::: RECORDS FOR THE EXERCISE

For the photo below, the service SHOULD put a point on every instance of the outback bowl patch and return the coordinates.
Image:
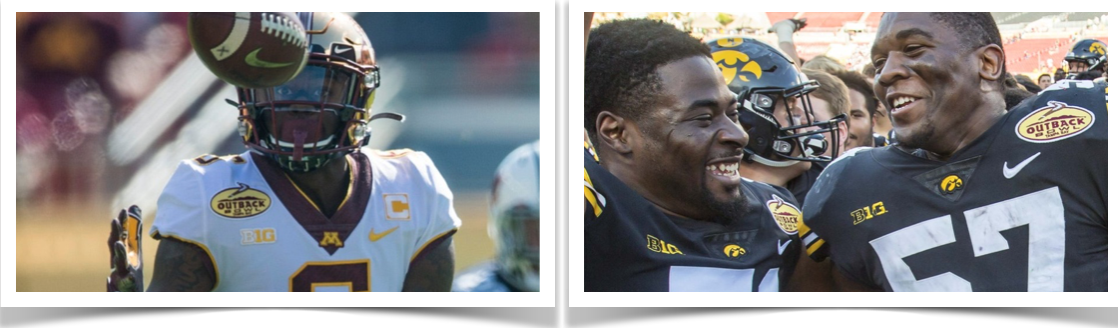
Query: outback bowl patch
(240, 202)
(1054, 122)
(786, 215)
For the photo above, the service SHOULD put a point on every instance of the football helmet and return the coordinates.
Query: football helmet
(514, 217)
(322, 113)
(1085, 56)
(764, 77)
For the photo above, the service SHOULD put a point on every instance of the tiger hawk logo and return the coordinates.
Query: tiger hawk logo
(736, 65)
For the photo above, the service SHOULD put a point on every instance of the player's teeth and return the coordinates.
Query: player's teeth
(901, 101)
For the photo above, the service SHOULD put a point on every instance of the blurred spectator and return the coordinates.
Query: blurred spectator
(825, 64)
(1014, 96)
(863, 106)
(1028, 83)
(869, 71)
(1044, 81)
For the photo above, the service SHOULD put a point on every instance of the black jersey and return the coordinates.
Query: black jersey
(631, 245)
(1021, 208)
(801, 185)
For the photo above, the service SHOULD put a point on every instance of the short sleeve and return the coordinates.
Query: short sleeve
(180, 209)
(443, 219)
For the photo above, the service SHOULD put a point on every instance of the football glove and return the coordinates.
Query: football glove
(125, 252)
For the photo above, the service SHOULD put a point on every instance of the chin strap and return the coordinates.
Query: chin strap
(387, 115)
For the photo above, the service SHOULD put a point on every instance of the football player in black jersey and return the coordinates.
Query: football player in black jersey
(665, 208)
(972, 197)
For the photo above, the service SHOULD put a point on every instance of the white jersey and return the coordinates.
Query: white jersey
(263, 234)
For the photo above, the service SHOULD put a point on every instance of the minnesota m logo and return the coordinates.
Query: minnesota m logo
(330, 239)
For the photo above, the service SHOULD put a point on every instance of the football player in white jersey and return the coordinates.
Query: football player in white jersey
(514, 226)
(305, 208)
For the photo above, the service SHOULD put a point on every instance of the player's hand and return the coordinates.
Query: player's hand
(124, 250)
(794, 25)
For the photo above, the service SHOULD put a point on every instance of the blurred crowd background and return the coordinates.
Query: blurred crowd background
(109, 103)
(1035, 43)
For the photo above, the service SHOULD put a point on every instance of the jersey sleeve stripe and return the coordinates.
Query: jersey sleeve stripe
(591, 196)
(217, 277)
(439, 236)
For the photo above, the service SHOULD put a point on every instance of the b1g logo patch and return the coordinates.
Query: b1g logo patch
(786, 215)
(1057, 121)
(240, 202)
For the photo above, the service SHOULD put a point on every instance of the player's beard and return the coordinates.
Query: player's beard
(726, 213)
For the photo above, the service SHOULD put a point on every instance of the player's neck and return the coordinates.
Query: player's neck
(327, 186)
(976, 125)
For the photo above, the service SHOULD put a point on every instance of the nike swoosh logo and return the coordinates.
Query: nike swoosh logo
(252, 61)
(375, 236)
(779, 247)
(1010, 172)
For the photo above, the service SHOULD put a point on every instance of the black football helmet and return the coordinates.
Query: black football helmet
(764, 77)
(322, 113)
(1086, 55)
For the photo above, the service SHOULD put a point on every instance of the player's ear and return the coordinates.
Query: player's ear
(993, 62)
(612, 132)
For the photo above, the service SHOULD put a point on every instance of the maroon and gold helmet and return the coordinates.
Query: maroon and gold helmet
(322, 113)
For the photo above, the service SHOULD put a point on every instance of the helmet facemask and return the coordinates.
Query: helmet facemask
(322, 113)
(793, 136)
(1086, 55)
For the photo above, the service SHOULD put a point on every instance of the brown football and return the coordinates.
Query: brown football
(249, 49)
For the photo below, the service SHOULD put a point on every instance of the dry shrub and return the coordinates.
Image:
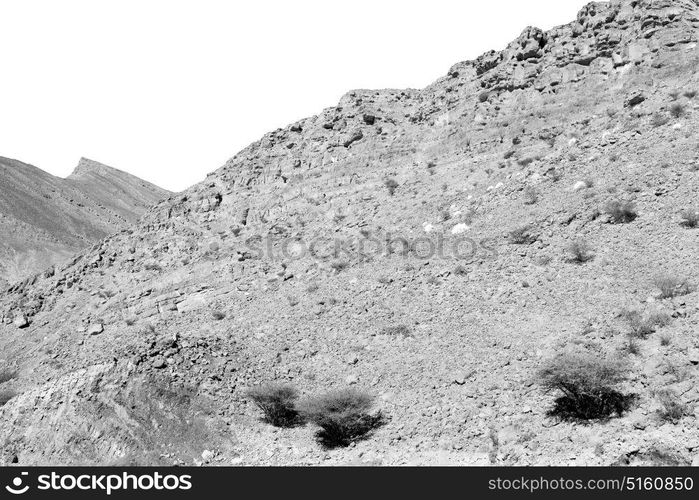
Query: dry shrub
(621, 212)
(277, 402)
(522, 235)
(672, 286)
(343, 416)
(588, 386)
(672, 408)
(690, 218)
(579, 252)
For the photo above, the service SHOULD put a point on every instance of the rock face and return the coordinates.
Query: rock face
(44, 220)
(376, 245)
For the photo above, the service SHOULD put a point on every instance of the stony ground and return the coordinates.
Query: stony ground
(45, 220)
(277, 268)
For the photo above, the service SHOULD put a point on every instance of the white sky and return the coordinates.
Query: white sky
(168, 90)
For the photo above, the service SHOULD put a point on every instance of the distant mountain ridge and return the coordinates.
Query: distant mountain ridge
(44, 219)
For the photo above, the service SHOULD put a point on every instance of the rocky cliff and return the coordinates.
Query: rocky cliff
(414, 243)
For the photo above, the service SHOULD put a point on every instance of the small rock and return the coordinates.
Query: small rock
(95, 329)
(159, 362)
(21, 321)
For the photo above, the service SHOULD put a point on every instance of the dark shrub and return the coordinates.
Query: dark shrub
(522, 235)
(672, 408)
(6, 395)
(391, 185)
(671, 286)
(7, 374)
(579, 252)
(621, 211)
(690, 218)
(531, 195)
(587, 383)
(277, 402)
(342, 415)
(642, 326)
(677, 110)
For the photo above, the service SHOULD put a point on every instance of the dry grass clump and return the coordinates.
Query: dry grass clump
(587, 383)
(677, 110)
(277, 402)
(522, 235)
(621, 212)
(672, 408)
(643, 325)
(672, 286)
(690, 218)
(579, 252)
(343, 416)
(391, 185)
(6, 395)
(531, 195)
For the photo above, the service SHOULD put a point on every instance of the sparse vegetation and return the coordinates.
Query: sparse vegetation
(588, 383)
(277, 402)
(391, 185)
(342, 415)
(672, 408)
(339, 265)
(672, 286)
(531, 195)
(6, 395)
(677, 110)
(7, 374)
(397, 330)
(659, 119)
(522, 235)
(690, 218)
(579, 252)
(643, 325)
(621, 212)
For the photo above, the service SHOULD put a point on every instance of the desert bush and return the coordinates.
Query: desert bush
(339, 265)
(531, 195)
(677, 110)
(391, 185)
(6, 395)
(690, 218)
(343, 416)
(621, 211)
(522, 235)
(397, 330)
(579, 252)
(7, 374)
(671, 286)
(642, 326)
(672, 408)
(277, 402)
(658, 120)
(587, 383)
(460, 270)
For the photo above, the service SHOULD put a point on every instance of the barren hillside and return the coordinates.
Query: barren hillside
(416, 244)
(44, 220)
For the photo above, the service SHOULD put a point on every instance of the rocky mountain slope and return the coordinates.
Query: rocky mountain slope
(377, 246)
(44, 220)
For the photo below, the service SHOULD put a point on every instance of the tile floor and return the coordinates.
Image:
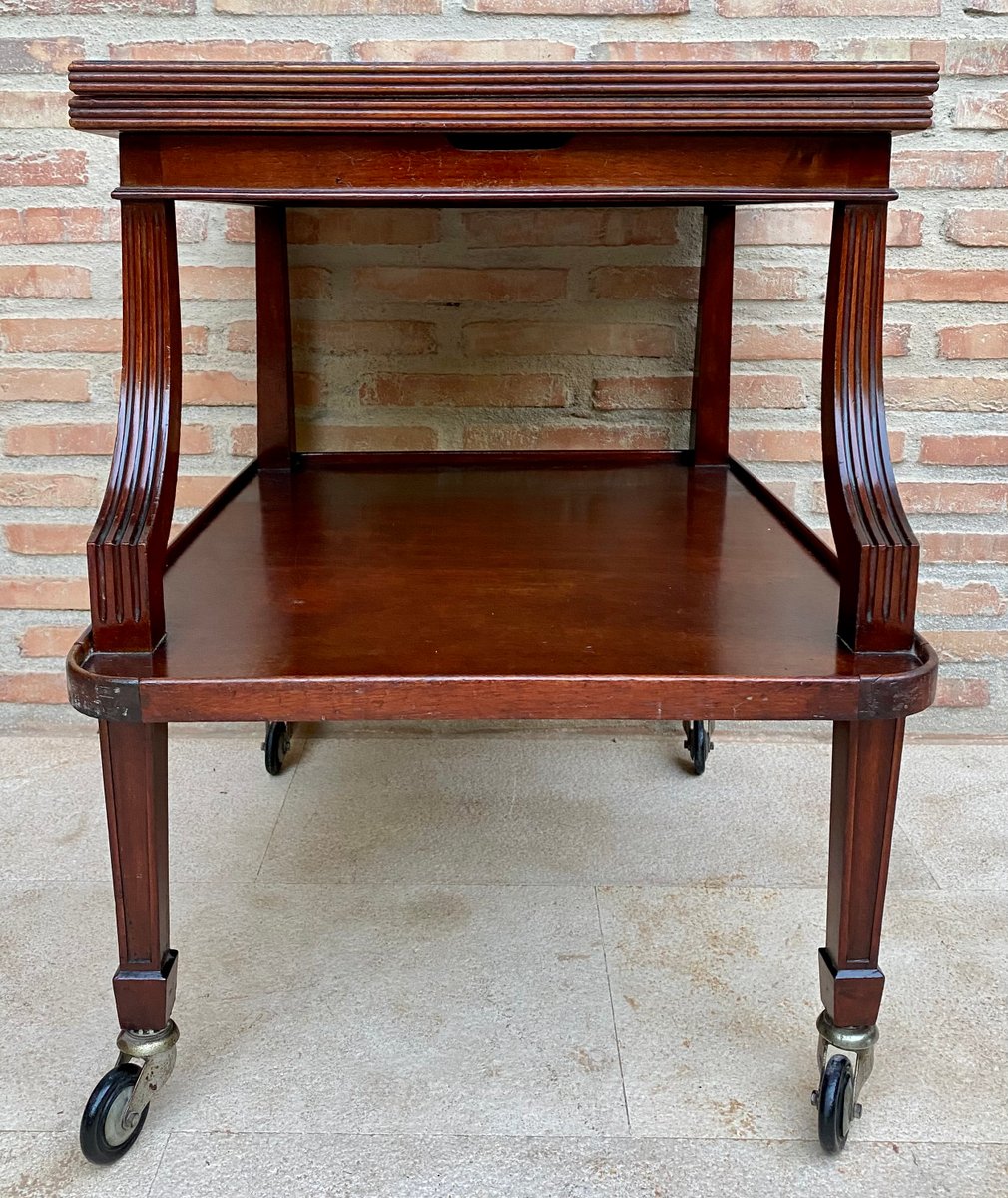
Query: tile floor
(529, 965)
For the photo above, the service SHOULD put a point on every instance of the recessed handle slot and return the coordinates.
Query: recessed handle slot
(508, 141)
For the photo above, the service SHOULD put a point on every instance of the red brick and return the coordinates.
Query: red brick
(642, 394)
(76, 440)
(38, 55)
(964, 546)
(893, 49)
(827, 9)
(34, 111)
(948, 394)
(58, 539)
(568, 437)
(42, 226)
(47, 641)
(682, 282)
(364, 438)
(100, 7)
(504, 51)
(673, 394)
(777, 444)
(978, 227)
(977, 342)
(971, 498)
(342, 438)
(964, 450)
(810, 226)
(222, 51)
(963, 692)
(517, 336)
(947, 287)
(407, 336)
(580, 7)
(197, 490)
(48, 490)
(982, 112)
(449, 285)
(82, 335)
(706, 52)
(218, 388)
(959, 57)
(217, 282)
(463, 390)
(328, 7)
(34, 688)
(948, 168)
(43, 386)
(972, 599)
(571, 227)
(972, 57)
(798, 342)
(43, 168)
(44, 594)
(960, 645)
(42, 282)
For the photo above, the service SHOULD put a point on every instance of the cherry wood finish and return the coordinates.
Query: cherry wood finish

::::::
::: RECORDS FOR THE EXERCISE

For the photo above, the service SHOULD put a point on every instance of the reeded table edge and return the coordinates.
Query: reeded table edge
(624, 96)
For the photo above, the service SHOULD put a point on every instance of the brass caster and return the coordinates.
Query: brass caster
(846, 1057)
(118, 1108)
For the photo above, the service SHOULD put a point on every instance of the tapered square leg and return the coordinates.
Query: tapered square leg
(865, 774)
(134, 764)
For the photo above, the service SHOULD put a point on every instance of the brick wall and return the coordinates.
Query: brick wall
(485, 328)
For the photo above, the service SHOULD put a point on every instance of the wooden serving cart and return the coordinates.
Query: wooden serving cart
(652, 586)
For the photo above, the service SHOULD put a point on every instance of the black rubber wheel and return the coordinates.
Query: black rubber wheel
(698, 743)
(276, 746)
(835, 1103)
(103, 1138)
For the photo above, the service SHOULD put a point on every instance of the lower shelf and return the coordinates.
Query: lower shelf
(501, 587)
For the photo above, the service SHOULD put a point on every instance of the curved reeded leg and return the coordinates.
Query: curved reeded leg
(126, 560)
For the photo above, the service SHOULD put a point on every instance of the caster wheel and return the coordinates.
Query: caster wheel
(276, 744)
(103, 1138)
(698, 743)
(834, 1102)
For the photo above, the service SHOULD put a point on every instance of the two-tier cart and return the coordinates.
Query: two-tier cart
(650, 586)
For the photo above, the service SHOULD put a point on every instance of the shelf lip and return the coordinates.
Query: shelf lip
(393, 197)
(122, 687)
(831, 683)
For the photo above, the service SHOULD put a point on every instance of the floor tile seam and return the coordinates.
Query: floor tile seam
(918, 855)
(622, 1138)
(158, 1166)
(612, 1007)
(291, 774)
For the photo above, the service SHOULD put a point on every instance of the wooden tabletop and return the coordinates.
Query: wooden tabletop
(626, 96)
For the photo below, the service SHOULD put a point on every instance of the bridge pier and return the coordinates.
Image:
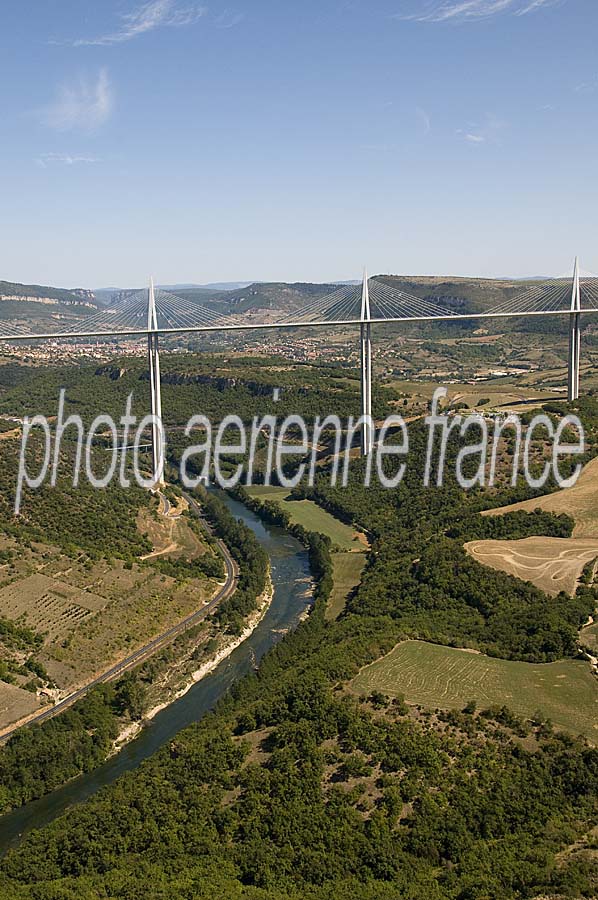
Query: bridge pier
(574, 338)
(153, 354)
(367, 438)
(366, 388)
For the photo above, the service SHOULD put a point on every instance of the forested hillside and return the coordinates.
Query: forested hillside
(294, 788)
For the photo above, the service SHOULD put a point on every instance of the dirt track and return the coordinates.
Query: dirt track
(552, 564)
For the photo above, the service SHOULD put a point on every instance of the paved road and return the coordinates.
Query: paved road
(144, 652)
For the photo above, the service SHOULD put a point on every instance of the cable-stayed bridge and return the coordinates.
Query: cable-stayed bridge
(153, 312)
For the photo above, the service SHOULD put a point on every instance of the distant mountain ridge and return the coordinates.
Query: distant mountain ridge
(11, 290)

::::::

[INSTRUCTION] Which lines in the material above contain the word "edge"? Locate each of them and copy it out in full.

[EXERCISE SOLUTION]
For the photo above, the service SHOULD put a point on every instance of the reeded table edge and return the coordinates.
Query: reeded table edge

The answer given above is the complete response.